TASK PROMPT =>
Rename "service" to "endpoint" throughout the lines below, and write them out again otherwise unchanged, leaving out the pictures.

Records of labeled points
------------------------------------------------------------
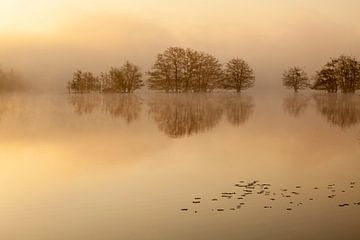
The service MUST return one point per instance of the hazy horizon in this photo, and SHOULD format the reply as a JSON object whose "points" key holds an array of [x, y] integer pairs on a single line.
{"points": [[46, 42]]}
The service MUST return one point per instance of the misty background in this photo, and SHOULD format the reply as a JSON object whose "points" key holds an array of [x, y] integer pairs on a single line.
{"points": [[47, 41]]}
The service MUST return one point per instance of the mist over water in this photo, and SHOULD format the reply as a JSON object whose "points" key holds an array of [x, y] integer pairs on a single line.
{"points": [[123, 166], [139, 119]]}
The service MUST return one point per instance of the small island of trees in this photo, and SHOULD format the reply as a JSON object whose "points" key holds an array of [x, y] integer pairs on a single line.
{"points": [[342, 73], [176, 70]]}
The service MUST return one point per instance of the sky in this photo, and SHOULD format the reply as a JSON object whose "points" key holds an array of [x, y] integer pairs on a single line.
------------------------------------------------------------
CORRECT RESULT =>
The endpoint MUST return one point per instance of the hazy horizon in this photo, and SHOULD format the reply as a JSON object whose "points" key holds an array of [x, y] integer pairs on a single line.
{"points": [[46, 42]]}
The endpoint MUST return one point per instance of the misty background in this photo, and SHOULD format the reply as a JSON object whose "points" key holds an array of [x, y] integer pairs on a single line.
{"points": [[47, 41]]}
The endpoint MUST return one point per instance of the mist over water in this photo, and SHOULD format the reply as a JSON object whose "points" key holds an array of [x, y] integer pairs on a single line.
{"points": [[123, 166], [139, 119]]}
The endpoint MUST return one point per instance of the small island of trees in this photo, and SHOULD format the reply as a JSON object whose "points" key holds an array of [x, y] integer pairs on a single line.
{"points": [[342, 73], [176, 70]]}
The endpoint MUST return one point per instance of the sky in this photo, and SHOULD format the reply as a JSON object whose "points" key holds an array of [x, y] integer pairs on a single line.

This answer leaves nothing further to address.